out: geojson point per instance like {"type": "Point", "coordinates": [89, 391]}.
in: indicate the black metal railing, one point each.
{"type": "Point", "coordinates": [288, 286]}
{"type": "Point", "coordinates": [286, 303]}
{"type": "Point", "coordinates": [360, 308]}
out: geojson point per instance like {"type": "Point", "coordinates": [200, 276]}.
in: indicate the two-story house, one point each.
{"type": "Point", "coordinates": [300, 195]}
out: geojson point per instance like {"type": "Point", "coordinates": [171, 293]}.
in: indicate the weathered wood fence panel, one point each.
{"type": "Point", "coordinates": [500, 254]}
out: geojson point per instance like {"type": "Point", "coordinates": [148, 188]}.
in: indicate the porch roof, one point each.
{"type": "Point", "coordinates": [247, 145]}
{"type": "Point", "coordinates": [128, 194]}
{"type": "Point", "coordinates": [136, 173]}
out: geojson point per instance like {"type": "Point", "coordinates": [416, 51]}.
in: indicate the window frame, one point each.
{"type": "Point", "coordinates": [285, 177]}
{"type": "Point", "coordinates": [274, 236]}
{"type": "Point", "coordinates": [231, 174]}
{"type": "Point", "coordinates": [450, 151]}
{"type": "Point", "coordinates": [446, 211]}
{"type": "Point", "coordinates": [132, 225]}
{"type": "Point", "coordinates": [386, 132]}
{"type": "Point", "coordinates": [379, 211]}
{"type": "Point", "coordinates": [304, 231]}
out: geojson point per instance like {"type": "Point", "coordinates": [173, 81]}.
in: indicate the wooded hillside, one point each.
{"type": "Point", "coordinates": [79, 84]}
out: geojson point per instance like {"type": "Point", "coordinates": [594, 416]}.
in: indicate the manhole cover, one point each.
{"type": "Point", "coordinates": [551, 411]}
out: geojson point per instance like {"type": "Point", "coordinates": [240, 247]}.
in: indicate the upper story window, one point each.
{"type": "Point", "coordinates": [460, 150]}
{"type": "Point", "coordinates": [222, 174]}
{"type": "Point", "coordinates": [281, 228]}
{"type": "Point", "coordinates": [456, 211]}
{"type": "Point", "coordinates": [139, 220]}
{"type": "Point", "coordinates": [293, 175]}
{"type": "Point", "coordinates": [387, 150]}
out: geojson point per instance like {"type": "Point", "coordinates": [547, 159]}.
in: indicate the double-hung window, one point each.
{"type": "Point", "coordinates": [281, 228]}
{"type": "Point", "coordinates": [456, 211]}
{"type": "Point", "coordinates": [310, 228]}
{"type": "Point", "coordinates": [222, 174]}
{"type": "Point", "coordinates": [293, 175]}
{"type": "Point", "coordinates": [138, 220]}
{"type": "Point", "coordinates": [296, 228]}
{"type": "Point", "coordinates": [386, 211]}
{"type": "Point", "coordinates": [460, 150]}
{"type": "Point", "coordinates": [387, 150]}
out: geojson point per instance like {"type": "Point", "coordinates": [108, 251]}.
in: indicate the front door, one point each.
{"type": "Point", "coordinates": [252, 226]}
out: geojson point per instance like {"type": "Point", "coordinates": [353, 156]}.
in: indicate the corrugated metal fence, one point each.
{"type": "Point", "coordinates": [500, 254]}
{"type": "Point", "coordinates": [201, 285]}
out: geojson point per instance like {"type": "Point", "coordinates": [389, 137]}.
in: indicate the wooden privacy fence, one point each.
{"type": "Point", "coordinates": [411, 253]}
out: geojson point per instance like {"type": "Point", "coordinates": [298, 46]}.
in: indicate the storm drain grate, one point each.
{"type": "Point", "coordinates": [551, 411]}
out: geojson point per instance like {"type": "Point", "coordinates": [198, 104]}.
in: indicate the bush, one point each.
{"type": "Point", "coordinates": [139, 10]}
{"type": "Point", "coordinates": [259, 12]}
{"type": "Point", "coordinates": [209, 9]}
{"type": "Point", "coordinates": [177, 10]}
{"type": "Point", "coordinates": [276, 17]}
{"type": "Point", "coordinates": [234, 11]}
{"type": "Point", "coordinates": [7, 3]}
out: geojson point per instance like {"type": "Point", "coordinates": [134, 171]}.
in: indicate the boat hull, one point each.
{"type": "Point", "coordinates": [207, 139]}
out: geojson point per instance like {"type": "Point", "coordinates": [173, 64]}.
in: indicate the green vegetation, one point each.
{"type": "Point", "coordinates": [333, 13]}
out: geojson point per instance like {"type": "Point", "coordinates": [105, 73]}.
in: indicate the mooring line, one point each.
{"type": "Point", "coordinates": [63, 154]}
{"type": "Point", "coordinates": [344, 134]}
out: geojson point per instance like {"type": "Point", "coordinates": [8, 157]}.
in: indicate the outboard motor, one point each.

******************************

▸ **Work to be completed**:
Output the listing exactly, from first line to last.

▸ **Your response**:
out: geojson point per instance like {"type": "Point", "coordinates": [89, 391]}.
in: indicate the black metal railing, one point each.
{"type": "Point", "coordinates": [288, 286]}
{"type": "Point", "coordinates": [286, 303]}
{"type": "Point", "coordinates": [360, 308]}
out: geojson point per instance like {"type": "Point", "coordinates": [200, 276]}.
in: indicate the two-story house, one point each.
{"type": "Point", "coordinates": [300, 195]}
out: geojson point per instance like {"type": "Point", "coordinates": [171, 293]}.
in: indicate the weathered wood fence panel, one point each.
{"type": "Point", "coordinates": [500, 254]}
out: geojson point per instance like {"type": "Point", "coordinates": [148, 188]}.
in: indicate the porch roof, one point each.
{"type": "Point", "coordinates": [247, 145]}
{"type": "Point", "coordinates": [128, 194]}
{"type": "Point", "coordinates": [136, 173]}
out: geojson point per instance like {"type": "Point", "coordinates": [416, 51]}.
in: indicate the window frame, one point each.
{"type": "Point", "coordinates": [285, 177]}
{"type": "Point", "coordinates": [274, 236]}
{"type": "Point", "coordinates": [231, 174]}
{"type": "Point", "coordinates": [450, 151]}
{"type": "Point", "coordinates": [446, 211]}
{"type": "Point", "coordinates": [132, 225]}
{"type": "Point", "coordinates": [386, 132]}
{"type": "Point", "coordinates": [379, 211]}
{"type": "Point", "coordinates": [304, 231]}
out: geojson point per instance like {"type": "Point", "coordinates": [173, 81]}.
in: indicate the wooded hillside, one point each.
{"type": "Point", "coordinates": [79, 84]}
out: geojson point per instance like {"type": "Point", "coordinates": [594, 416]}.
in: indicate the manhole cover, one point each.
{"type": "Point", "coordinates": [551, 411]}
out: geojson point per instance like {"type": "Point", "coordinates": [240, 247]}.
in: indicate the upper story window, one point each.
{"type": "Point", "coordinates": [460, 150]}
{"type": "Point", "coordinates": [222, 174]}
{"type": "Point", "coordinates": [281, 228]}
{"type": "Point", "coordinates": [456, 211]}
{"type": "Point", "coordinates": [139, 220]}
{"type": "Point", "coordinates": [293, 175]}
{"type": "Point", "coordinates": [387, 150]}
out: geojson point per instance like {"type": "Point", "coordinates": [547, 159]}.
in: indicate the double-hung window, one point each.
{"type": "Point", "coordinates": [281, 228]}
{"type": "Point", "coordinates": [456, 211]}
{"type": "Point", "coordinates": [310, 228]}
{"type": "Point", "coordinates": [222, 174]}
{"type": "Point", "coordinates": [293, 175]}
{"type": "Point", "coordinates": [138, 220]}
{"type": "Point", "coordinates": [296, 228]}
{"type": "Point", "coordinates": [386, 211]}
{"type": "Point", "coordinates": [460, 150]}
{"type": "Point", "coordinates": [387, 150]}
out: geojson point per instance like {"type": "Point", "coordinates": [108, 251]}.
in: indicate the front door, one point each.
{"type": "Point", "coordinates": [252, 226]}
out: geojson point per instance like {"type": "Point", "coordinates": [353, 156]}.
in: indicate the corrugated metal fence, one point each.
{"type": "Point", "coordinates": [500, 254]}
{"type": "Point", "coordinates": [201, 285]}
out: geojson point per instance like {"type": "Point", "coordinates": [389, 137]}.
in: indicate the wooden privacy fence, one point each.
{"type": "Point", "coordinates": [411, 253]}
out: geojson point per instance like {"type": "Point", "coordinates": [298, 46]}.
in: indicate the storm drain grate, one point each.
{"type": "Point", "coordinates": [551, 411]}
out: geojson point per instance like {"type": "Point", "coordinates": [198, 104]}.
in: indicate the bush, one point each.
{"type": "Point", "coordinates": [139, 10]}
{"type": "Point", "coordinates": [259, 12]}
{"type": "Point", "coordinates": [209, 9]}
{"type": "Point", "coordinates": [177, 10]}
{"type": "Point", "coordinates": [276, 17]}
{"type": "Point", "coordinates": [234, 11]}
{"type": "Point", "coordinates": [7, 3]}
out: geojson point per instance like {"type": "Point", "coordinates": [134, 171]}.
in: indicate the boat hull, one point each.
{"type": "Point", "coordinates": [207, 139]}
out: geojson point per instance like {"type": "Point", "coordinates": [173, 64]}.
in: indicate the green vegetation, one point each.
{"type": "Point", "coordinates": [333, 13]}
out: geojson point per instance like {"type": "Point", "coordinates": [105, 73]}.
in: indicate the mooring line, one point each.
{"type": "Point", "coordinates": [63, 154]}
{"type": "Point", "coordinates": [344, 134]}
out: geojson point per instance like {"type": "Point", "coordinates": [8, 157]}.
in: indicate the outboard motor, one point each.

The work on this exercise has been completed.